##### Given records

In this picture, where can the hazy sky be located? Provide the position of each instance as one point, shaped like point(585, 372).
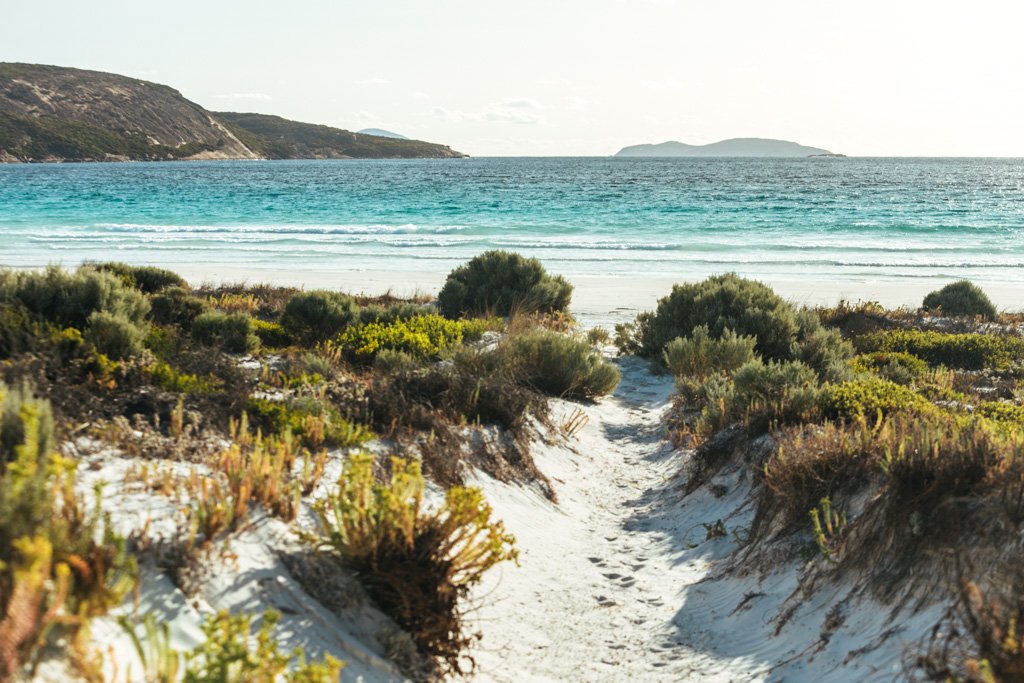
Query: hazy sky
point(573, 77)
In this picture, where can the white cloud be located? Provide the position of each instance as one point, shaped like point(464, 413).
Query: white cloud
point(364, 116)
point(260, 96)
point(670, 84)
point(574, 103)
point(511, 110)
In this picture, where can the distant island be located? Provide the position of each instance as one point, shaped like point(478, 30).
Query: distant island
point(736, 146)
point(58, 114)
point(379, 132)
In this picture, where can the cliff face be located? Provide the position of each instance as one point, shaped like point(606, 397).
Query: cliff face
point(274, 137)
point(71, 114)
point(61, 114)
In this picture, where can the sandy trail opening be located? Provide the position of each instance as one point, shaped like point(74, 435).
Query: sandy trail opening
point(598, 594)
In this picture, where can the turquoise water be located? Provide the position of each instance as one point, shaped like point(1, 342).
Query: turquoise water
point(783, 219)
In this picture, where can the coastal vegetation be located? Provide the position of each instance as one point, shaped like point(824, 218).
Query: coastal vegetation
point(899, 432)
point(235, 401)
point(501, 283)
point(62, 114)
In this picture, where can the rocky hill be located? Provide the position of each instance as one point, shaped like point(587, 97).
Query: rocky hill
point(61, 114)
point(274, 137)
point(737, 146)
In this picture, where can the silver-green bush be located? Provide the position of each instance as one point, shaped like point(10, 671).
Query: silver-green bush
point(558, 365)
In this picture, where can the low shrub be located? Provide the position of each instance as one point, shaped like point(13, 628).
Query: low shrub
point(721, 302)
point(961, 298)
point(231, 333)
point(390, 313)
point(226, 653)
point(316, 316)
point(772, 392)
point(475, 387)
point(316, 422)
point(389, 361)
point(897, 367)
point(68, 299)
point(1001, 412)
point(422, 337)
point(500, 283)
point(18, 332)
point(177, 306)
point(965, 351)
point(60, 564)
point(416, 564)
point(700, 355)
point(826, 352)
point(171, 379)
point(271, 335)
point(560, 366)
point(932, 458)
point(598, 336)
point(145, 278)
point(811, 463)
point(869, 397)
point(115, 336)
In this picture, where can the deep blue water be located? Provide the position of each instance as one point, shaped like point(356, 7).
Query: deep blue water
point(826, 218)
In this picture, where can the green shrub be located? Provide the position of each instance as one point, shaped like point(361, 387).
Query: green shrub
point(500, 283)
point(271, 334)
point(827, 353)
point(18, 332)
point(69, 299)
point(114, 336)
point(722, 302)
point(937, 457)
point(423, 337)
point(965, 351)
point(175, 380)
point(869, 396)
point(770, 392)
point(390, 361)
point(416, 563)
point(316, 422)
point(560, 366)
point(896, 367)
point(145, 278)
point(476, 387)
point(699, 354)
point(15, 408)
point(57, 557)
point(232, 333)
point(227, 655)
point(961, 298)
point(598, 336)
point(316, 316)
point(386, 314)
point(176, 306)
point(1001, 412)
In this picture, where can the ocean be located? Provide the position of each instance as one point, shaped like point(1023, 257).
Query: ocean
point(776, 219)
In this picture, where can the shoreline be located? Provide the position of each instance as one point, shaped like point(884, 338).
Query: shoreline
point(610, 299)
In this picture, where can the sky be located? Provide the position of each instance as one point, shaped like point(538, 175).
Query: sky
point(572, 77)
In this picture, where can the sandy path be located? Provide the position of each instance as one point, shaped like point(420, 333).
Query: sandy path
point(603, 574)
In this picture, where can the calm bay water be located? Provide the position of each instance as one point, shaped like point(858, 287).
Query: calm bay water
point(824, 219)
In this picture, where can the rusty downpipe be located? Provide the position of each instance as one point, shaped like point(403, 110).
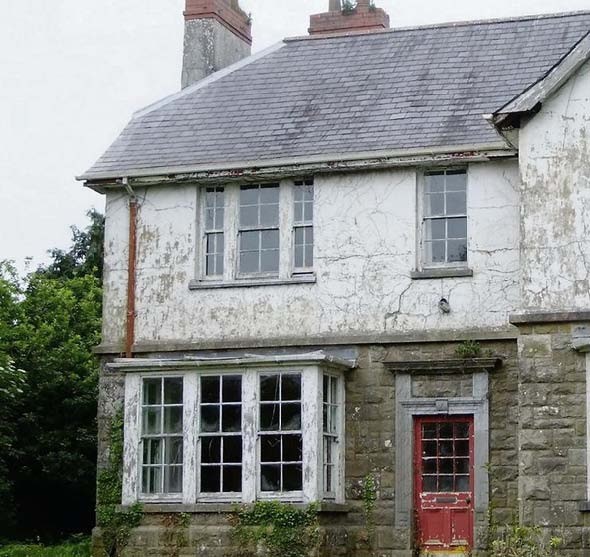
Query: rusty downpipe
point(131, 271)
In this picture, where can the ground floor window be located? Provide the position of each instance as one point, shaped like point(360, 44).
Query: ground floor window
point(241, 433)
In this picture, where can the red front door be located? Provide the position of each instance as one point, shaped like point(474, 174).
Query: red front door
point(443, 483)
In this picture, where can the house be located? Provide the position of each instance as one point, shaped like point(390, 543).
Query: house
point(358, 257)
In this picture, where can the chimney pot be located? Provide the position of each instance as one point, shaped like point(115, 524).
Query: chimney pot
point(363, 19)
point(217, 33)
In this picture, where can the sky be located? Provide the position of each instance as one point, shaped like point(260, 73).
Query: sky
point(73, 71)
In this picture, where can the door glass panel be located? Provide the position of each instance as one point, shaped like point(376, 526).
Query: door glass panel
point(445, 457)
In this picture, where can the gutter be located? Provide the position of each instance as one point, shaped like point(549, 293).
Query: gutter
point(297, 166)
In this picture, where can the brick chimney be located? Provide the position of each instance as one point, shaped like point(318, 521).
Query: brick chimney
point(349, 17)
point(217, 33)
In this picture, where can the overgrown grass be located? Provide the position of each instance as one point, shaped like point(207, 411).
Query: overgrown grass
point(77, 548)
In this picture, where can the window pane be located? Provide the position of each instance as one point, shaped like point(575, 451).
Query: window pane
point(435, 182)
point(462, 431)
point(152, 391)
point(174, 448)
point(445, 448)
point(446, 431)
point(429, 431)
point(232, 449)
point(209, 419)
point(457, 228)
point(152, 480)
point(210, 479)
point(209, 389)
point(429, 465)
point(210, 219)
point(462, 466)
point(291, 417)
point(462, 483)
point(152, 421)
point(250, 241)
point(152, 451)
point(269, 387)
point(249, 262)
point(457, 250)
point(269, 417)
point(292, 448)
point(232, 479)
point(435, 252)
point(446, 465)
point(292, 477)
point(232, 388)
point(173, 479)
point(270, 239)
point(232, 418)
point(456, 204)
point(270, 477)
point(269, 215)
point(298, 211)
point(269, 194)
point(456, 180)
point(249, 195)
point(173, 419)
point(270, 448)
point(299, 257)
point(291, 387)
point(435, 204)
point(270, 261)
point(173, 391)
point(429, 484)
point(445, 484)
point(210, 450)
point(249, 216)
point(435, 229)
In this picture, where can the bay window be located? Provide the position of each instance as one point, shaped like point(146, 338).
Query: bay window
point(212, 432)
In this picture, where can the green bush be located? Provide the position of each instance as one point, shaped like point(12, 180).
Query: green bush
point(72, 549)
point(523, 541)
point(280, 529)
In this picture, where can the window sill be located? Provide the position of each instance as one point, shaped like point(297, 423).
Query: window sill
point(443, 272)
point(222, 508)
point(248, 283)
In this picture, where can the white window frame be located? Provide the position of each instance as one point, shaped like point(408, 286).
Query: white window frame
point(311, 428)
point(287, 225)
point(422, 262)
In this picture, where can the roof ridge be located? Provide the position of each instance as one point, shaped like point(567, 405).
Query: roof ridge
point(446, 24)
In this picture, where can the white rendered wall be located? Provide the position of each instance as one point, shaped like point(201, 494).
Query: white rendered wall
point(555, 166)
point(366, 238)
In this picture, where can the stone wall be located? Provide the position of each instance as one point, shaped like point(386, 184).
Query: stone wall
point(552, 434)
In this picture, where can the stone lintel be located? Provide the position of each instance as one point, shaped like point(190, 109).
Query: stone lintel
point(536, 317)
point(438, 367)
point(222, 507)
point(421, 337)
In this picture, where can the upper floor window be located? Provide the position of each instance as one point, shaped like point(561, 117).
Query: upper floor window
point(444, 217)
point(303, 227)
point(256, 231)
point(259, 233)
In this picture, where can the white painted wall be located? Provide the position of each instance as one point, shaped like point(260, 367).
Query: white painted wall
point(555, 167)
point(365, 230)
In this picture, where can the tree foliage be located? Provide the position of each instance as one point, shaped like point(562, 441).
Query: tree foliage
point(48, 325)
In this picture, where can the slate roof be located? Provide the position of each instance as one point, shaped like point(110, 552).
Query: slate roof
point(423, 87)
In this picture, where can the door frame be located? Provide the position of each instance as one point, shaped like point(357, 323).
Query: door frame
point(406, 408)
point(418, 421)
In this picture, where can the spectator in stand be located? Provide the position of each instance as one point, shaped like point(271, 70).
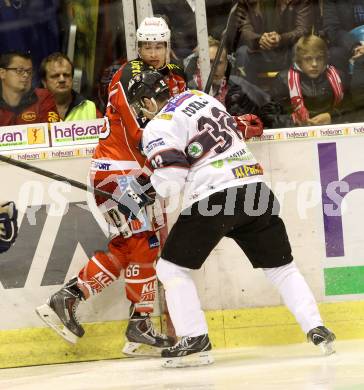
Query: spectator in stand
point(56, 72)
point(340, 17)
point(19, 102)
point(239, 96)
point(269, 29)
point(311, 91)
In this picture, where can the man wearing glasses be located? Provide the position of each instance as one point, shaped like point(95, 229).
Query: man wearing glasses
point(19, 102)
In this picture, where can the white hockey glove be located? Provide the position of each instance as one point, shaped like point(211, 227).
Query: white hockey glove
point(8, 225)
point(138, 193)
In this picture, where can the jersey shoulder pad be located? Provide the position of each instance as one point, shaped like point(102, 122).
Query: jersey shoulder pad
point(176, 69)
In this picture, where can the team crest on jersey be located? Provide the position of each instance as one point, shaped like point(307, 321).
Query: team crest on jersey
point(195, 149)
point(154, 144)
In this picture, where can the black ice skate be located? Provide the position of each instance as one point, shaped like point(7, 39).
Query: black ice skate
point(189, 352)
point(324, 338)
point(59, 312)
point(143, 339)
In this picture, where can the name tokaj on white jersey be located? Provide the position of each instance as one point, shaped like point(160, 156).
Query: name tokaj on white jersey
point(194, 146)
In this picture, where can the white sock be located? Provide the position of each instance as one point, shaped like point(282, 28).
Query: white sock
point(296, 295)
point(182, 300)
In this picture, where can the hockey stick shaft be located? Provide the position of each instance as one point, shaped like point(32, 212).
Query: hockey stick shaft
point(55, 176)
point(220, 48)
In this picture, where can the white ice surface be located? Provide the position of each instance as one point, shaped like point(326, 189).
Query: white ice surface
point(292, 367)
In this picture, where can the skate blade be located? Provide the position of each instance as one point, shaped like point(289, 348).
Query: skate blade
point(193, 360)
point(50, 318)
point(132, 349)
point(327, 348)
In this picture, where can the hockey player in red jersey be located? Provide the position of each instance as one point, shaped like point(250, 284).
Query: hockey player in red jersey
point(133, 249)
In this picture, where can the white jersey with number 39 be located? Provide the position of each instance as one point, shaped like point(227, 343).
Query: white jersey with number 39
point(194, 146)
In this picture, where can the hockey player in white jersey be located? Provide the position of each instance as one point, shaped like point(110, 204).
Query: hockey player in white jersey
point(8, 225)
point(195, 147)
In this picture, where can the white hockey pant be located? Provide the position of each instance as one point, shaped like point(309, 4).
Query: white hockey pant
point(182, 300)
point(296, 294)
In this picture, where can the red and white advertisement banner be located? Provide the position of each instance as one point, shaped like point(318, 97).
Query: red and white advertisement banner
point(30, 136)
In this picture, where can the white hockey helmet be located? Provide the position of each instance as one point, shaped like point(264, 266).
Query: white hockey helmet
point(154, 29)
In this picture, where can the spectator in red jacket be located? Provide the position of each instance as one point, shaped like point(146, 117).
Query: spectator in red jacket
point(312, 91)
point(19, 102)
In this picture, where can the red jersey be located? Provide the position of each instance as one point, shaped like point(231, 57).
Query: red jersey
point(37, 106)
point(119, 142)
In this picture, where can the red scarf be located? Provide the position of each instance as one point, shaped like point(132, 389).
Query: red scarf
point(300, 113)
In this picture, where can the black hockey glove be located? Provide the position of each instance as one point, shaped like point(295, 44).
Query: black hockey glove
point(138, 193)
point(8, 225)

##########

» Aim of the exercise: What needs duplicating is the run of lines from the one containing "In this picture, where can the hockey player in red" through the last line of the entries above, exact and complete.

» Response:
In this picture, where can the hockey player in red jersey be located? Provide the position of each instance as one point, shaped like point(250, 284).
Query: hockey player in red jersey
point(133, 249)
In this picture, where can the white jersey with number 39 be located? Provide the position of each instance as one point, shaped like point(227, 343).
Query: white jersey with number 39
point(194, 146)
In this picture, where can the hockey player in white jersey be located? Provide the position of each instance as one point, shaped like point(110, 204).
Query: hockey player in white jersey
point(8, 225)
point(195, 147)
In this picture, where can the white hockey pant be located? Provide the position of each instance as one point, shaped like point(309, 4).
Query: white hockey pant
point(182, 300)
point(296, 294)
In this picture, where can the red and white advertisement banner be located? Provide the position of each instance as one point, shaped like point(318, 97).
Query: red and white advertisement banner
point(30, 136)
In this picture, where can the white hockey helmet be located? Provide the position of each instance as one point, shaped like point(264, 266).
Query: white hockey helmet
point(154, 29)
In this picture, where can the spectator in red jacket be located? Provide the position of each instance as one point, shaped like point(146, 117).
Query: spectator in red jacket
point(312, 91)
point(19, 102)
In this picture, where can the red jersey be located? Provide the position of each instance as one point, shaped like point(231, 57).
Query: red jersey
point(37, 106)
point(119, 142)
In this picture, where can the red scarf be located? Provide the position of each instance as one point, shaped like point(132, 389).
Query: red scarf
point(300, 113)
In this picture, where can the black hockey glove be located? Provide the position of each instance as one point, shaped like point(295, 44).
Query: black hockey glove
point(138, 193)
point(8, 225)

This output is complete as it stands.